→ Source:
* * *

Discussion RDNA 5 / UDNA (CDNA Next) speculation

Tachyonism · Monday at 12:43 AM

marees said:
RGT on L1 cache pooling/sharing & reduced L2 cache & lack of infinity cache

https://twitter.com/x/status/2015463229980393612

"Patent leak" lol.

marees · Monday at 9:29 AM

wayner. said:
Yes, that’s correct. LLVM has a roughly 6-month release cycle. If AMD misses contributing or integrating for one release, the next official release opportunity would be about 6 months later. So missing a deadline can introduce a half-year delay for official inclusion.

so the question is what did they hope to achieve in these 6 months of H1-2026

Some testing of hardware ?? why does that need LLVM updates ???

Win2012R2 · Monday at 10:14 AM

marees said:
Some testing of hardware ?? why does that need LLVM updates ???

Perfecting drivers? Only I don't think they committed anywhere near the stuff for this, maybe it's just somebody to collect bonus for shipping LLVM enablement on time and budget.

marees · Monday at 3:32 PM

so the target is September 2026 ???

For now this initial AMDGPU GFX13 target is based on the features of GFX12 and GFX1250. Nothing too exciting but it's a start.

This commit lays out that initial GFX13 target. We'll see how the AMD GFX13 support evolves by the time of the LLVM 23.1 stable release around late August or September.

Initial AMD GFX13 Target Merged To LLVM 23 Git - Presumably RDNA5 - Phoronix

www.phoronix.com

adroc_thurston · Monday at 3:37 PM

marees said:
so the target is September 2026 ???

That's just normal compiler enablement schedules.

MrMPFR · 2026-01-27T17:51:44-0500

Missed the interesting TBIMR thread in Zen6 thread so will I'll move some of it here:

Kepler_L2 said:
Well gfx13+ are TBIMR

Yup patents (see next post) confirm.

adroc_thurston said:
As is everything Nvidia since Maxwell.
You're still have no real tile storage (or a real tiler) to distribute screenspace across.

Seems like AMD's implementation is more advanced.

reaperrr3 said:
It's entirely possible AMD's tiling/binning still isn't on Nvidia's level and that AMD won't have true TBIMR until gfx13.

IDK if it's true TBIMR but looks improved.

basix said:
If gfx13 makes good improvent towards a (better) TBIMR we could expect decent efficiency gains (energy and memory bandwidth).

It does look promising, but I can only repeat what the patents say (see next post), not what it means and what the implications are.

MrMPFR · 2026-01-27T17:54:43-0500

TBIMR patents:
Found these patents a while ago but were note sure what to do with them. Now that Kepler has confirmed I'll drop them here. Seems like one of Chris Brennan's last RDNA5 efforts before he left AMD and joined Meta:

#1 TBIMR:
- PPC buffers, per-tile queues managed by FF HW, reduced ressource use, and processing time
https://patentscope.wipo.int/search/en/detail.jsf?docId=US464435295

#2 TBIMR + pixel circuitry balancing:
- Improved load balancing
https://patentscope.wipo.int/search/en/detail.jsf?docId=US464435313

#3 TBIMR + per-tile depth pre-passes
- No need to repeat assembly and shading of primitives
https://patentscope.wipo.int/search/en/detail.jsf?docId=US464435298

#4 TBIMR + SE localized geometry + deferred attribute shading
- "reducing unnecessary computations and memory bandwidth usage"

* * *

→ Data:

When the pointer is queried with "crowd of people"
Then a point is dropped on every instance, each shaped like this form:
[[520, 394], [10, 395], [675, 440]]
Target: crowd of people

* * *

→ Short exercise:
According to the RDNA 5 speculation thread, about how long is LLVM's release cycle? Rely only on the RDNA 5 speculation thread for what follows.

→ Reply to the task:
Roughly six months.